_原文抜粋_
'''
家畜飼料にダイオキシン=農場1000カ所閉鎖―ドイツ
時事通信 1月5日(水)5時38分配信

 【ベルリン時事】ドイツ北西部ニーダーザクセン州当局は4日までに、家畜の飼料にダイオキシンが混入し、鶏卵やブタ、七面鳥が汚染されている恐れがあるとして、約1000カ所の農場を閉鎖した。

 同州で昨年12月下旬に実施された検査で、飼料からダイオキシンを検出。当局が調べたところ、オランダから輸入された飼料の原料にダイオキシンが混ざっていた。

 隣接するノルトラインウェストファーレン州は、同じ飼料を与えた鶏8000羽を殺処分した。ニーダーザクセン州農業省によると、汚染の疑いのある鶏卵などは2、3カ月前から市場に出回っていた可能性があり、回収を急いでいる。

 その後は、まったく報道されていない。

 しかし、ヨーロッパではその後も汚染された食品の拡大が確認され、連日「ドイツのダイオキシン汚染スキャンダル」として大きく取り上げられている。

 ドイツのバイオディーゼル燃料製造会社から出された脂肪酸がこともあろうか家畜飼料製造工程に混入したため、PCDD/PCDFの汚染が広がり、ドイツからオランダの鶏卵へ、オランダからイギリスの食品メーカーへと広がり、さらにドイツ産の肉類(豚、鶏、七面鳥など)は隣接するポーランドやチェコにも輸出されていたことによりEU全体にひろがる大きな社会問題となっている。

 当初、影響を受けた農場は4760カ所にも及ぶと見られていたが、1月13日現在では、分析調査の結果、408カ所と訂正されている。特に、養豚、養鶏(七面鳥)の農場が大きな被害を受けている。

 一体、原因はなんだったのか、どうしてそのようなことが繰り返し発生するのか、どのような対策が講じられているのかなどまったくニュースが伝わってこないのは極めて不思議である。

 このニュースの日本政府側の窓口は厚生労働省の医薬食品局食品安全部監視安全課 輸入食品安全対策室であり、これまでに2回プレス発表を行っている。しかしその内容は極めて限定的で、関係国から日本には汚染食品が入っていないことを伝えているに過ぎない。

ドイツにおける鶏肉・鶏卵・豚肉のダイオキシン汚染について 
平成23年1月12日現在 

平成23年1月18日現在

 ドイツ最大の報道機関であるシュピーゲルの解説記事やドイツ政府が公表している情報を総合して問題を整理しておきたい。

●汚染のレベルはどれほどだったのか。
 汚染された餌を与えられた鶏卵については、最大濃度が12pg-TEQ/g(fat)であり、EUの許容最大濃度は3.0pg-TEQ/g(fat)であるので、4倍の濃度となる。
'''
_抽出資料_
'''
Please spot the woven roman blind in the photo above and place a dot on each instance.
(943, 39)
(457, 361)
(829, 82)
'''
'''
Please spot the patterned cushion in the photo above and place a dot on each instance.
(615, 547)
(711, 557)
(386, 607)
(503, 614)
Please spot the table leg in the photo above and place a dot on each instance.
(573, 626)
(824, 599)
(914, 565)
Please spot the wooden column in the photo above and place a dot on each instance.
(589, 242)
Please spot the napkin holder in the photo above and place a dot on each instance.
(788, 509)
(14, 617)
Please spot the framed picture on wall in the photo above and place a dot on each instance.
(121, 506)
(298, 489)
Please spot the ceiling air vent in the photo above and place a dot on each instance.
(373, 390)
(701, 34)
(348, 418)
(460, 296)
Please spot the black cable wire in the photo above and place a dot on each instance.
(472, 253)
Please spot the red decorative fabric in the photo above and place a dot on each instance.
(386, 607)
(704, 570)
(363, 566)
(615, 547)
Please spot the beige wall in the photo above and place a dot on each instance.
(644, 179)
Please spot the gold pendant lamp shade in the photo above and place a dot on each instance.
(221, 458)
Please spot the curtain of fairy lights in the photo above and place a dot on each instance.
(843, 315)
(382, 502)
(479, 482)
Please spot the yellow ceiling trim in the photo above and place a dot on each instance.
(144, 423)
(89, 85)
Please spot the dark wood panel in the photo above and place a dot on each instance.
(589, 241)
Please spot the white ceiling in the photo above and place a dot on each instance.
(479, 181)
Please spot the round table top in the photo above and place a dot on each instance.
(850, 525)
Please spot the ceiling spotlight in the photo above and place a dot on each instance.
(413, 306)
'''
_作業指示_
ダイオキシン汚染の記事によると、この汚染がEU全体に広がる大きな社会問題となったのはなぜか、1～3文で説明してください。

_回答_
ドイツのバイオディーゼル燃料製造会社から出された脂肪酸が家畜飼料の製造工程に混入し、PCDD/PCDFの汚染が広がったためです。汚染はドイツからオランダの鶏卵へ、オランダからイギリスの食品メーカーへと広がりました。さらに、ドイツ産の肉類(豚、鶏、七面鳥など)が隣接するポーランドやチェコにも輸出されていました。